In the review excerpt below, who stands without dispute at the head of American classic humorists?

Selected extract:
+-------+

However, it was not our author's jokes, powerful as were their effects, but one of his statements of facts--one of the mildest and gentlest, he declares, that he ever laid before a trusting public--that proved fatal to the sensitive animal, and caused him to "fall over as stiff as a carpenter's work-bench, and die a death of indescribable agony."

This species of humor is certainly grotesque, and hardily extravagant. But it is also genuine, and thoroughly enjoyable. In the same vein, and finer still, is the sketch of the coyote, his appearance and characteristics, in which the writer has managed (as he often does) to convey an accurate and graphic picture, while apparently indulging--or rather rioting--in the drollest and most fantastic exaggeration. The episode of Mrs. Beazely and her son, or the Erikson and Greeley correspondence, which has been extensively reproduced in the newspapers, though based upon a well-worn theme, is set in such a quaint, half-pathetic frame-work of narrative as makes it quite fresh and ineffably comic. On almost every page of the volume this vein of broad, robust humor crops out. It is not fine and pensive, like Irving's. It is not artificial, or based upon any literary model, and does not depend for its effect upon elaboration or word-cobbling. Its specific character is its sturdy honesty and rugged sense, antagonistic to sentimentality and shams. The fun with which the volume overflows more copiously than any previous book of the author's, is not mere fun. It constantly does the work of satire, though in a spirit more genial than that of most satirists; and constantly evinces keen insight and shrewd observation. The preface contains a facetious apology for the cirumstance that the book embodies a good deal of information, especially concerning the rise, growth, and culmination of the silver-mining fever in Nevada. The apology is scarcely needed, for though the twenty-odd chapters which deal with that remarkable episode do, in fact, contain a vast amount of information, it is served up in such a style that the reader absorbs it without effect, and becomes unconsciously instructed, while dreaming only of entertainment--as students at German universities said to become learned in metaphysics, not by much "poring over miserable books," but by loquacious discussions, in hours of recreation, over their lager and meerschaums.

As Irving stands, without dispute, at the head of American classic humorists, so the precedence in the unclassical school must be conceded to Mark Twain. About him there is nothing classic, bookish, or conventional, any more than there is about a buffalo or a grizzly. His genius is characterized by the breadth, and ruggedness, and audacity of the West; and, wherever he was born, or wherever he may abide, the Great West claims him as her intellectual offspring. Artemus Ward, Doesticks, and Orpheus C. Kerr, who have been the favorite purveyors of mirth for the Eastern people, were timid navigators, who hugged the shore of plausibility, and would have trembled at the thought of launching out into the mid-ocean of wild, preposterous invention and sublime exaggeration, as Mark Twain does, in such episodes as Bemis' buffalo adventure, and "Riding the Avalanche," where, after picturing the unfortunate tourist as "riding into eternity on the back of a raging and tossing avalanche," he concludes with the remark, "This is all very well, but let us not be carried away by excitement, but ask calmly, how does this person feel about it in his cooler moments next day, with six or seven thousand feet of snow on the top of him?"

+-------+

Excerpted data:
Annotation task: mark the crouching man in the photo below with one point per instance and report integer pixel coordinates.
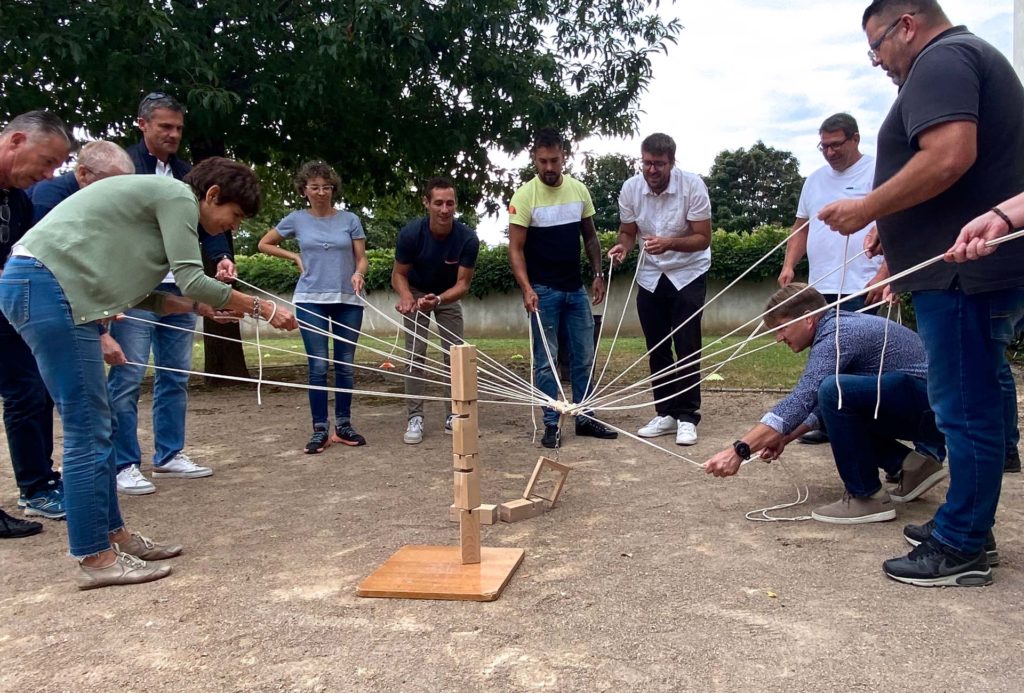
(861, 442)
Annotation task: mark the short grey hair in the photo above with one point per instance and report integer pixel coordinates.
(158, 99)
(40, 123)
(104, 159)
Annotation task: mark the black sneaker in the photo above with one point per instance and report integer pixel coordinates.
(320, 441)
(915, 533)
(588, 427)
(346, 435)
(1012, 464)
(13, 528)
(551, 436)
(931, 564)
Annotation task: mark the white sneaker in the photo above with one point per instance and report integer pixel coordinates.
(414, 433)
(657, 426)
(181, 467)
(131, 482)
(686, 433)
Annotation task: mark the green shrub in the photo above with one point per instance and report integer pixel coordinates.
(731, 254)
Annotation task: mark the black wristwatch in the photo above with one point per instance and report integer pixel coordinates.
(742, 449)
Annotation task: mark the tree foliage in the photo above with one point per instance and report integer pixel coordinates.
(751, 187)
(389, 92)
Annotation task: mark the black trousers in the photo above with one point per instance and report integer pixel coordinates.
(659, 312)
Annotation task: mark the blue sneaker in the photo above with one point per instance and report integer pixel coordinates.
(47, 504)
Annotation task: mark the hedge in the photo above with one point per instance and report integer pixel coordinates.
(731, 255)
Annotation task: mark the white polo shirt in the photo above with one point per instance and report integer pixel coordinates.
(667, 215)
(826, 249)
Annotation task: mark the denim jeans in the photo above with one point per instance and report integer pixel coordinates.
(72, 366)
(171, 348)
(572, 308)
(966, 338)
(343, 321)
(450, 326)
(28, 414)
(861, 444)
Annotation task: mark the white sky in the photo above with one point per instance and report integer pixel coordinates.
(769, 70)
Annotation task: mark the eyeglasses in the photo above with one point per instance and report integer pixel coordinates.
(875, 45)
(823, 146)
(657, 166)
(4, 221)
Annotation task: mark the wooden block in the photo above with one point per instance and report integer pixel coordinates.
(463, 372)
(462, 407)
(487, 513)
(465, 436)
(465, 463)
(469, 536)
(519, 509)
(467, 489)
(544, 463)
(436, 572)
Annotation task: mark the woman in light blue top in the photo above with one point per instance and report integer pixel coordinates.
(332, 261)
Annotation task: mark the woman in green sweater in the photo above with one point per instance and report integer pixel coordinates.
(95, 255)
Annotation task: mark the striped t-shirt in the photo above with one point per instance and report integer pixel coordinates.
(553, 218)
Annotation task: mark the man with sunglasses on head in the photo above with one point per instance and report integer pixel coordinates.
(161, 120)
(670, 211)
(835, 271)
(950, 148)
(32, 145)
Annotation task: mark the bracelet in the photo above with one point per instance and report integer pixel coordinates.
(1003, 215)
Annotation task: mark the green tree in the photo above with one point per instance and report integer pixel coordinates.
(603, 175)
(389, 92)
(752, 187)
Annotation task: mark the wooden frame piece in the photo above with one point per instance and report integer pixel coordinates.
(542, 464)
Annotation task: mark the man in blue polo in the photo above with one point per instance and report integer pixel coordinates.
(161, 119)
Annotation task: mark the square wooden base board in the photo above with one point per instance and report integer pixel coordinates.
(437, 572)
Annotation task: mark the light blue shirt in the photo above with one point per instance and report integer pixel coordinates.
(328, 258)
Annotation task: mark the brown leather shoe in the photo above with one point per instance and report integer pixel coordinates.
(125, 570)
(147, 550)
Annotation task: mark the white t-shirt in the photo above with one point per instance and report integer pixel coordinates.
(667, 215)
(825, 247)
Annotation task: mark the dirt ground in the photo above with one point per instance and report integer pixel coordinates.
(645, 577)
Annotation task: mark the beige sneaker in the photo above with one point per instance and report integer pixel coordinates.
(920, 474)
(125, 570)
(147, 550)
(852, 510)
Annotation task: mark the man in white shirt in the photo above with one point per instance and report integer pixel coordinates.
(849, 174)
(669, 209)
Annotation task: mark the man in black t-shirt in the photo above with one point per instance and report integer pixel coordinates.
(32, 145)
(433, 265)
(951, 147)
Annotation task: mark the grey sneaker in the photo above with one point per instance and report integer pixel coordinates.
(853, 510)
(414, 432)
(181, 467)
(125, 570)
(146, 549)
(920, 474)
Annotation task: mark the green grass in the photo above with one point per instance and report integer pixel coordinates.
(773, 367)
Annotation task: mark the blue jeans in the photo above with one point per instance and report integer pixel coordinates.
(171, 348)
(966, 338)
(861, 444)
(572, 308)
(28, 415)
(72, 366)
(343, 321)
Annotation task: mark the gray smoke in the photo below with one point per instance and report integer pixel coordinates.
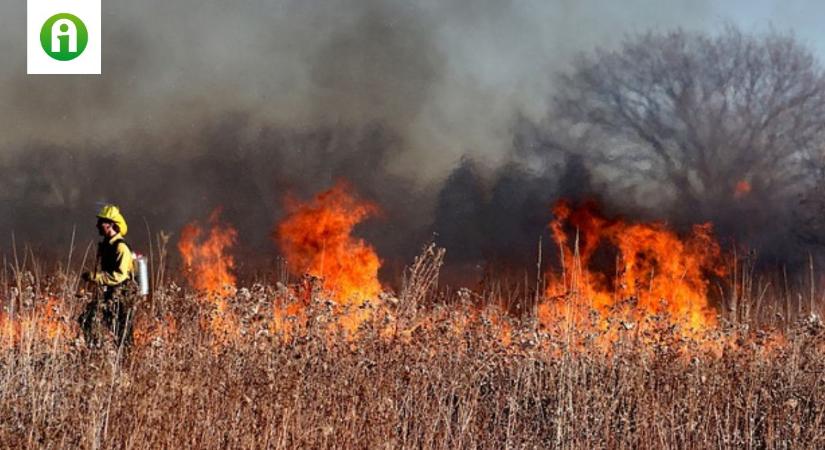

+-------+

Answer box: Irving